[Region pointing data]
------------------------------
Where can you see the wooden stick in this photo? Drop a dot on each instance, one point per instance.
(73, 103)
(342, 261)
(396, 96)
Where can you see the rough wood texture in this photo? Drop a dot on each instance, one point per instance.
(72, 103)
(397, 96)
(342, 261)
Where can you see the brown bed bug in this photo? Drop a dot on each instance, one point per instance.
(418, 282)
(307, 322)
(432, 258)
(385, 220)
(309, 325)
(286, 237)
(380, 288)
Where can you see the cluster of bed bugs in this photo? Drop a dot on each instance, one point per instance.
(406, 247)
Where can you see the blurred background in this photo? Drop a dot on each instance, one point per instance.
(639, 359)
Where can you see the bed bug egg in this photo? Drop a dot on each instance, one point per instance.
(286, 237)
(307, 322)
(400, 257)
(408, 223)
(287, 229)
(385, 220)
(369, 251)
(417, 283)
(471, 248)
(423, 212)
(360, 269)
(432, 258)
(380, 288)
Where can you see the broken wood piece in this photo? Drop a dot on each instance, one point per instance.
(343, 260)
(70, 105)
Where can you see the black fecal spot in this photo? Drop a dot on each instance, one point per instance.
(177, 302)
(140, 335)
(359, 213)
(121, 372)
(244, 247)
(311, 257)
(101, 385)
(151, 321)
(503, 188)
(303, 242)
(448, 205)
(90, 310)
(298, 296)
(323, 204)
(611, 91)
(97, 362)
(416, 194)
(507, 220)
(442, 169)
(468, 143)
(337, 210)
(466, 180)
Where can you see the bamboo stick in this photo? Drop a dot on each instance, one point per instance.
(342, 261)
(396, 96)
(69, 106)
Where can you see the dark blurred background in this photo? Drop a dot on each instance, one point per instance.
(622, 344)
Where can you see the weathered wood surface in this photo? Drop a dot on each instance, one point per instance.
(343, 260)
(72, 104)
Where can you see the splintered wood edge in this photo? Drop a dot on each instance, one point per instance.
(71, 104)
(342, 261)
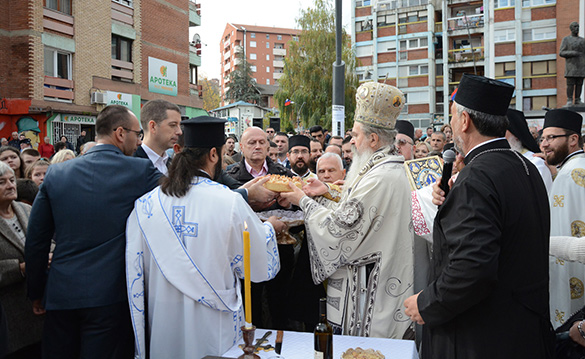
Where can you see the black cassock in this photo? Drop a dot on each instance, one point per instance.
(489, 295)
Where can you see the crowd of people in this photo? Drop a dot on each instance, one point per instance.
(151, 265)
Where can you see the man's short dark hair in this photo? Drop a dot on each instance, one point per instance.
(486, 124)
(156, 110)
(26, 190)
(110, 118)
(31, 152)
(315, 128)
(60, 146)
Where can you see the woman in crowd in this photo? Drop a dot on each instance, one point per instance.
(67, 143)
(11, 156)
(37, 170)
(448, 131)
(62, 156)
(24, 328)
(422, 150)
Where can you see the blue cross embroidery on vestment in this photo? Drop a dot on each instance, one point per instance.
(181, 227)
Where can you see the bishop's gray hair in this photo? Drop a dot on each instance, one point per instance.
(330, 155)
(386, 136)
(485, 123)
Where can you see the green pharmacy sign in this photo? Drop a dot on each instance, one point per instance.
(162, 76)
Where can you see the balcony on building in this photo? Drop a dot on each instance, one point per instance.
(194, 13)
(465, 20)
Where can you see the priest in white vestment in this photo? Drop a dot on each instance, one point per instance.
(562, 147)
(363, 245)
(184, 254)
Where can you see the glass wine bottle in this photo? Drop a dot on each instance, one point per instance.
(323, 334)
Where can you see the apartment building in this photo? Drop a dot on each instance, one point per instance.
(424, 47)
(265, 49)
(65, 60)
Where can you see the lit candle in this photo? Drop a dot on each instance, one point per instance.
(247, 283)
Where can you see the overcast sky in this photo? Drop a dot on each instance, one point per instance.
(215, 14)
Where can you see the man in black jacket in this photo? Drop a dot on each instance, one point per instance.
(161, 123)
(489, 297)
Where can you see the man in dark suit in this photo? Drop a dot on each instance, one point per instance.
(161, 122)
(489, 295)
(84, 293)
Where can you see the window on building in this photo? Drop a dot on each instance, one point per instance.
(413, 16)
(505, 3)
(415, 70)
(536, 103)
(57, 64)
(121, 48)
(538, 68)
(504, 35)
(385, 18)
(505, 69)
(538, 34)
(124, 2)
(412, 44)
(63, 6)
(364, 25)
(193, 74)
(531, 3)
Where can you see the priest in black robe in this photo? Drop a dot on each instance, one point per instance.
(489, 297)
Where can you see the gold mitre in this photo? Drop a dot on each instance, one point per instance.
(378, 105)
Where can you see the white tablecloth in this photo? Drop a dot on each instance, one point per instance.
(296, 345)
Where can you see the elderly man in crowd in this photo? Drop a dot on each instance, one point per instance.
(405, 139)
(346, 149)
(330, 168)
(281, 140)
(256, 163)
(562, 143)
(161, 121)
(438, 140)
(490, 243)
(363, 244)
(84, 292)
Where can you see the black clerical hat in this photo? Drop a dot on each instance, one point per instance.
(299, 140)
(484, 94)
(204, 132)
(519, 128)
(569, 120)
(405, 127)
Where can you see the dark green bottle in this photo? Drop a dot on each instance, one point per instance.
(323, 334)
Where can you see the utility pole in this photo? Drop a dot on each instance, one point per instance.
(338, 110)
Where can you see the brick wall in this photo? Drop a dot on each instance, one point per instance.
(503, 15)
(505, 49)
(93, 42)
(542, 13)
(387, 31)
(363, 11)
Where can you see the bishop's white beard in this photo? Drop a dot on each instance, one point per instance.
(515, 143)
(360, 158)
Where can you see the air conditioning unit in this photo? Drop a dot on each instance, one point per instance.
(98, 98)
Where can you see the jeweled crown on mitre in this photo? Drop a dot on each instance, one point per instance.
(378, 105)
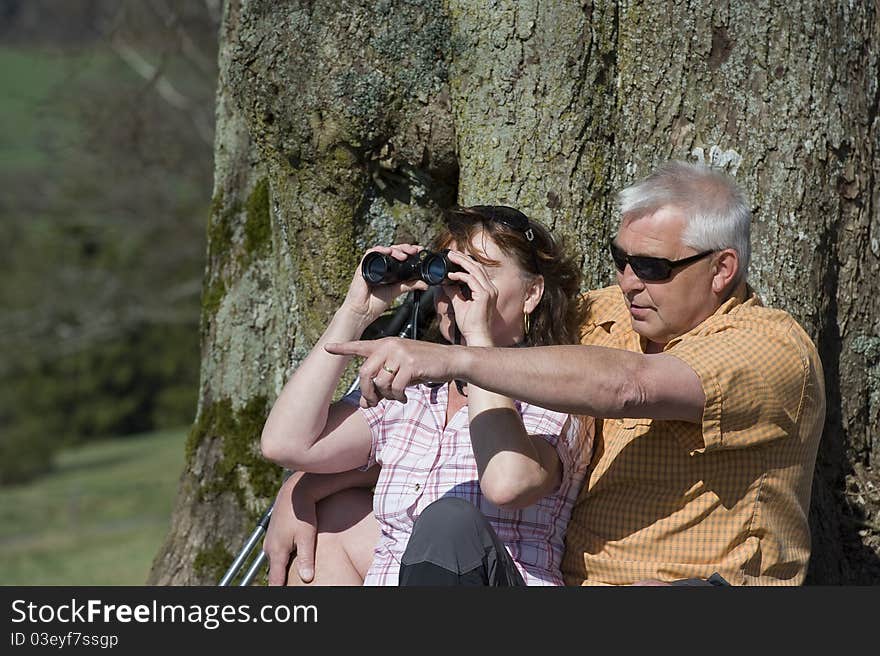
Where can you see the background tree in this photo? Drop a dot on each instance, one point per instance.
(106, 169)
(342, 124)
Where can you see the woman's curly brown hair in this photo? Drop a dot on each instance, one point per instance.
(558, 316)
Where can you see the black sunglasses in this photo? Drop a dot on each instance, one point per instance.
(504, 215)
(652, 269)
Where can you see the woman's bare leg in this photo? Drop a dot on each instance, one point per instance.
(347, 535)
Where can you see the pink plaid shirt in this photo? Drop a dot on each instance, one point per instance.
(422, 461)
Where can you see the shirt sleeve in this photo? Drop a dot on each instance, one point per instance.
(753, 376)
(570, 435)
(374, 417)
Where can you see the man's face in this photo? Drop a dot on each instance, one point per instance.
(661, 311)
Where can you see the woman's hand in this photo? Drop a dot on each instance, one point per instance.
(368, 302)
(474, 315)
(292, 531)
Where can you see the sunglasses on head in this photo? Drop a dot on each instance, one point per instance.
(504, 215)
(651, 269)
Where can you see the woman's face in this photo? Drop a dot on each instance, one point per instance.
(506, 324)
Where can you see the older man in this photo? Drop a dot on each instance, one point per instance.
(711, 405)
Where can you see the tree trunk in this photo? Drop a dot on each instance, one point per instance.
(343, 124)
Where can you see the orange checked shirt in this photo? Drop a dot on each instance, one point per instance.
(671, 499)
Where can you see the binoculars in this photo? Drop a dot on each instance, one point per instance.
(433, 268)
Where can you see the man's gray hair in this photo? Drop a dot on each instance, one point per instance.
(716, 211)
------------------------------
TASK GOAL: Each entry is to be output exactly, and no picture is to appear.

OUTPUT FOR THIS TASK:
Where can you see the wooden stick in this photo? Drop a dot on each instance, one point per instance.
(73, 103)
(342, 261)
(396, 96)
Where can you see the rough wood texture in this photo? Drop a dot on each instance, one point per instance.
(72, 103)
(397, 96)
(342, 261)
Where can you see the brown bed bug in this photo? Drop a dot on each instance, one point per instance.
(418, 282)
(307, 322)
(432, 258)
(385, 220)
(309, 325)
(286, 237)
(380, 288)
Where can you see the cluster of bed bugs in this photo? Drop a dot on each instance, one point per instance.
(406, 247)
Where can you see the blurred background in this photo? Drop a dot on each instance, one point per instance.
(639, 359)
Where can you see the bed bug egg in this photo? Drop a dot on each instance, one point per instance.
(286, 237)
(307, 322)
(400, 257)
(408, 223)
(287, 229)
(385, 220)
(369, 251)
(417, 283)
(471, 248)
(423, 212)
(360, 269)
(432, 258)
(380, 288)
Where can you see the broken wood piece in this photo? Drop a dot on each instance, one point per instance.
(343, 260)
(70, 105)
Where can you see the black fecal spot in this photo? Drop a dot on each instance, one point per instance.
(177, 302)
(140, 335)
(359, 213)
(121, 372)
(244, 247)
(311, 257)
(101, 385)
(151, 321)
(503, 188)
(303, 242)
(448, 205)
(90, 310)
(298, 296)
(323, 204)
(611, 91)
(97, 362)
(416, 194)
(507, 220)
(442, 169)
(468, 143)
(337, 210)
(466, 180)
Where can you see the bamboo stick in this photo? Drop a dot on each instance, one point per instance.
(342, 261)
(396, 96)
(69, 106)
Where can you see the dark blurred background in this photo? Drop a dot on each instance, one point per instance.
(622, 344)
Where can you see the weathered wood surface in this photo? Drop a dot on each instance, one point per instance.
(343, 260)
(72, 104)
Where can you see the splintered wood edge in this photo? Drop a dot on each instance, one point per instance.
(71, 104)
(342, 261)
Where can you see the black cassock in this photo? Drop a dot on each instance, one point per instance.
(489, 295)
Where can you see the crowd of people in this photo? Drop a dot on each instance, one point per instance.
(151, 265)
Where can you see the man's short dark hair in this photo? Drop a dot on each instance, one point per instance.
(486, 124)
(156, 110)
(26, 190)
(110, 118)
(31, 152)
(315, 128)
(60, 146)
Where can you see the woman in crowd in this photo? Drop a dot on each instance, one point per instance.
(67, 143)
(11, 156)
(37, 170)
(448, 131)
(62, 156)
(24, 328)
(422, 150)
Where can you see the blue cross embroidery on vestment in this photo? Drop a dot on each instance, one point per instance.
(181, 227)
Where can you see the bishop's gray hair in this photo? Drop a dot on each instance, one point per instance.
(330, 155)
(386, 136)
(485, 123)
Where can you see the green pharmacy sign in this photo? Drop a dot on each instance, one point per instance.
(162, 76)
Where can you see the balcony on building in this photo? Drop a dot on each instance, one point per instance.
(194, 13)
(465, 20)
Where can you see the priest in white vestment in this photo? Drop a dot on each instance, one point per instance.
(562, 147)
(363, 245)
(184, 254)
Where can you see the glass wine bottle in this photo? Drop a dot on each instance, one point per instance.
(323, 334)
Where can you see the apartment building in this photo? Drop a dot on each instance, one point per instance.
(424, 47)
(265, 49)
(65, 60)
Where can you see the lit candle in this photo? Drop a dot on each instance, one point per instance.
(247, 283)
Where can you see the overcast sky in this photo? Drop a dot on each instance, one point per instance.
(215, 14)
Where can you see the man in black jacket in this photo? Drop a dot on each instance, one point per instance.
(161, 123)
(489, 297)
Where can you see the man in dark suit in this photo? Drop a dot on each instance, one point per instance.
(161, 122)
(489, 295)
(84, 293)
Where can you see the window on building in this photo? Drop a dot on each instance, one point per instance.
(413, 16)
(505, 3)
(415, 70)
(536, 103)
(57, 64)
(121, 48)
(538, 68)
(504, 35)
(385, 18)
(505, 69)
(538, 34)
(124, 2)
(412, 44)
(63, 6)
(364, 25)
(193, 74)
(531, 3)
Where can you see the priest in black robe in this photo? Drop a dot on each instance, one point per instance.
(489, 297)
Where can you see the gold mitre in this photo? Drop a dot on each instance, one point per instance.
(378, 105)
Where can you see the white tablecloth in this photo? Drop a dot on each instance, one point per instance.
(296, 345)
Where can you see the elderly man in crowd in this photo? Drop a dot on each instance, one point per instance.
(405, 139)
(346, 149)
(330, 168)
(281, 140)
(256, 163)
(562, 143)
(161, 121)
(438, 140)
(490, 243)
(363, 244)
(84, 292)
Where can you see the black clerical hat in this photo? Drop a dot on each instance, one point per instance.
(299, 140)
(484, 94)
(204, 132)
(519, 128)
(569, 120)
(405, 127)
Where can you see the dark green bottle in this photo? Drop a dot on each instance, one point per instance.
(323, 334)
Where can you see the utility pole in this photo? Drop a dot on each instance, one point per instance.
(338, 110)
Where can you see the brick wall in this photo? Drop a dot on each instance, one point per instance.
(503, 15)
(505, 49)
(93, 42)
(542, 13)
(387, 31)
(363, 11)
Where can you see the bishop's white beard in this photo? Drop a dot on each instance, one point per instance.
(515, 143)
(360, 158)
Where can you see the air conditioning unit in this photo? Drop a dot on each instance, one point per instance.
(98, 98)
Where can you see the jeweled crown on mitre in this photo? Drop a dot on each instance, one point per instance.
(378, 105)
Where can you see the background tree in this photo? Drop a dot on each instance, one point per instance.
(106, 169)
(342, 124)
Where can you see the woman's curly brown hair in this photo? Drop a dot on each instance, one point per instance.
(558, 316)
Where can you see the black sunglasses in this photo? Drop a dot on each instance, one point per instance.
(504, 215)
(652, 269)
Where can you see the woman's bare leg in this photo? Drop a dot on each instance, one point per instance.
(347, 535)
Where can you see the pink plaid shirt in this photo? Drop a dot on each instance, one point per instance.
(422, 461)
Where can you see the shirt sleeve in this photo? Drop a dot on each instance, one point per instance.
(753, 376)
(570, 435)
(374, 417)
Where can you see the man's face in this photo? Drop a dot on each instance, one point per instance.
(661, 311)
Where can you see the woman's hand in this photo? Drop a dot on each instance, one point per instance.
(368, 302)
(474, 315)
(292, 531)
Where can you see the sunglasses on head in this photo? Drop a dot on each instance, one point per instance.
(504, 215)
(651, 269)
Where can you see the woman's face in this photo? Drop a dot on each instance, one point per instance.
(506, 324)
Where can you see the older man in this photo? Drop a dot on each instance, one point per instance.
(711, 405)
Where can you see the tree trunk in this photo? Drop a dot on each instance, one point per instance.
(343, 124)
Where can you see the orange checked shirt in this photo? Drop a dot on each instance, one point per instance.
(671, 499)
Where can you see the binoculars in this photo? Drop a dot on each instance, one point per instance.
(433, 268)
Where can you see the man's gray hair in this photo? Drop a dot on each instance, one point per instance.
(716, 211)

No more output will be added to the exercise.